Could you copy out, word for word, the whole piece below on living in an age of images?

-- BEGIN SOURCE EXTRACT --

Satendra Nandan

Fiji’s leading writer Satendra Nandan’s new book, ‘Loving you Eternally: From Nadi to New Delhi’, will be published later this year. Ours is an age of images. Never before in
26 Mar 2016 13:11
Satendra Nandan

Fiji’s leading writer Satendra Nandan’s new book, ‘Loving you Eternally: From Nadi to New Delhi’, will be published later this year.

Ours is an age of images. Never before in human history, the human consciousness has been bombarded, so mercilessly with so many images.

Indeed the image is so powerful and pervasive that we’ve a poor grasp of the realities around us.

We create and live in fantasies – Star Wars, Mad Max, Superman, Spiderman; the web of Hollywood and Bollywood mistaken for the clash of civilisations –  and fantastic fictions of all kinds including myths of religion and race. As if magic realism is essential for us to grasp the basics of some horrifying happenings.

We’re no longer mere spectators: we become participants and our lives are affected as the tides are by the moon.

We cling to them tenaciously, mendaciously. Image is the message and imaging reveals the body’s ailments and ruptures too.

From satellites to social media – ‘my world is in my Applephone’, the world is no longer an oyster, – we’re beamed much that happens to our planet, even while it’s happening. There’s just no escape from these instant news requiring instantaneous responses, even as we sip instant coffee, mug after mug.

-- END SOURCE EXTRACT --
-- BEGIN SUPPLIED DATA --

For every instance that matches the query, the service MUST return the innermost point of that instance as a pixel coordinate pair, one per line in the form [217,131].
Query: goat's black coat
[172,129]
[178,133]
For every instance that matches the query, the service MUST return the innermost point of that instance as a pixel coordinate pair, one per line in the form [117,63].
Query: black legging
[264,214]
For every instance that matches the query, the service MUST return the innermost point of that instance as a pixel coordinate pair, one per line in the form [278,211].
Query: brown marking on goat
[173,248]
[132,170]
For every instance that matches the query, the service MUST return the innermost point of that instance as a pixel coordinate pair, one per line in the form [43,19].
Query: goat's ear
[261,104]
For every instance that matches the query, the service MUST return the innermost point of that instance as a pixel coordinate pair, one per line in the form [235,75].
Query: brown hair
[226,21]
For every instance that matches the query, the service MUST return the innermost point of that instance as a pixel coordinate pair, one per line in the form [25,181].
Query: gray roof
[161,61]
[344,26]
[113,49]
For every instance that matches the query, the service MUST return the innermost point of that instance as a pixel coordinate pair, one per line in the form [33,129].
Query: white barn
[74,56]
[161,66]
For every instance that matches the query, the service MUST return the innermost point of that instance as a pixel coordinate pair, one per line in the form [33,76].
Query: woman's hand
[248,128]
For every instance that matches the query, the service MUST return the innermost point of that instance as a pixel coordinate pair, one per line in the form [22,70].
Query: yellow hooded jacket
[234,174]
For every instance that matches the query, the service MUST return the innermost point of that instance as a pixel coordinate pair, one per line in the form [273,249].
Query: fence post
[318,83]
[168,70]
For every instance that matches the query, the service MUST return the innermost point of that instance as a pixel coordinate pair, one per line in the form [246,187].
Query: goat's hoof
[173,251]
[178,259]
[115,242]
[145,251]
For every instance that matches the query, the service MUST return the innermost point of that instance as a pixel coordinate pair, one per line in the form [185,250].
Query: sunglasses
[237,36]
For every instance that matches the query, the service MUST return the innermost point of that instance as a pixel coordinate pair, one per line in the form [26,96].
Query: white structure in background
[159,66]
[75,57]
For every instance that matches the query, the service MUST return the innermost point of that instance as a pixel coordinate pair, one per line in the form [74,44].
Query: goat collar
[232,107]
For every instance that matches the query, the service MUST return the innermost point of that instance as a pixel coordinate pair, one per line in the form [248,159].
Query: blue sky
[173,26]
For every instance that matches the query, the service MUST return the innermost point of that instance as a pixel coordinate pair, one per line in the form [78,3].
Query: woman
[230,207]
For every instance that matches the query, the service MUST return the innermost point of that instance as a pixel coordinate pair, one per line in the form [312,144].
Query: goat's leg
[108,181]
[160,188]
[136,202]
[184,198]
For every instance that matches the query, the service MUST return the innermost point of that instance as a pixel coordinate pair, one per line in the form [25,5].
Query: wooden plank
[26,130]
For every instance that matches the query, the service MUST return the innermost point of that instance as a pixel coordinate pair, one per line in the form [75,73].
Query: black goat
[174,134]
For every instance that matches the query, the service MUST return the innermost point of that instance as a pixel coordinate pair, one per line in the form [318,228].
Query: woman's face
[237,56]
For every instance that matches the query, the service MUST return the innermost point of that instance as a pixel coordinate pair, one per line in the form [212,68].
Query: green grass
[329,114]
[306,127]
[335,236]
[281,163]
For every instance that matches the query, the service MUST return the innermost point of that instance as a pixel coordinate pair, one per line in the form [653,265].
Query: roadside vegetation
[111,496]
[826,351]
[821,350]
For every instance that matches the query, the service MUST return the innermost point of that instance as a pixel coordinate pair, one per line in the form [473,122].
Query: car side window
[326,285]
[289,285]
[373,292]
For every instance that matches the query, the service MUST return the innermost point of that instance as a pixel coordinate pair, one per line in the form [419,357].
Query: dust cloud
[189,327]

-- END SUPPLIED DATA --

[TASK RESPONSE]
Satendra Nandan

Fiji’s leading writer Satendra Nandan’s new book, ‘Loving you Eternally: From Nadi to New Delhi’, will be published later this year. Ours is an age of images. Never before in
26 Mar 2016 13:11
Satendra Nandan

Fiji’s leading writer Satendra Nandan’s new book, ‘Loving you Eternally: From Nadi to New Delhi’, will be published later this year.

Ours is an age of images. Never before in human history, the human consciousness has been bombarded, so mercilessly with so many images.

Indeed the image is so powerful and pervasive that we’ve a poor grasp of the realities around us.

We create and live in fantasies – Star Wars, Mad Max, Superman, Spiderman; the web of Hollywood and Bollywood mistaken for the clash of civilisations –  and fantastic fictions of all kinds including myths of religion and race. As if magic realism is essential for us to grasp the basics of some horrifying happenings.

We’re no longer mere spectators: we become participants and our lives are affected as the tides are by the moon.

We cling to them tenaciously, mendaciously. Image is the message and imaging reveals the body’s ailments and ruptures too.

From satellites to social media – ‘my world is in my Applephone’, the world is no longer an oyster, – we’re beamed much that happens to our planet, even while it’s happening. There’s just no escape from these instant news requiring instantaneous responses, even as we sip instant coffee, mug after mug.